§ **Set tasks**:
1. Answer these questions about the coin-flip post, one line each:
(a) How many sub-questions does the writer say they have?
(b) What kind of coin does the original question describe?
(c) How many consecutive tails form the run that the heads must come before?
2. From the coin-flip post, reproduce word for word the passage that opens with the words containing "I was just having" and closes with "I have done?".

§ **Selected excerpt**:
━━━
I was just having a go at this question, and I suppose I have two sub-questions:
1. Does my approach look correct?
2. If my approach is correct, is there a better approach than what I have done?

Original question: Suppose we are flipping a fair coin. What is the probability that we observe a run of 5 consecutive heads before seeing a run of 2 consecutive tails.
━━━
§ **Stored data**:

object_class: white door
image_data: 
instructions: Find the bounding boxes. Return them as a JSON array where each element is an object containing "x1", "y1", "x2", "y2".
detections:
━━━
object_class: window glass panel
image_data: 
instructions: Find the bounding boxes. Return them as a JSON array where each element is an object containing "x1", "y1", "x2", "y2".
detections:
━━━
§ **Worked answers**:
1.
(a) Two.
(b) A fair coin.
(c) Two.

2.
I was just having a go at this question, and I suppose I have two sub-questions:
1. Does my approach look correct?
2. If my approach is correct, is there a better approach than what I have done?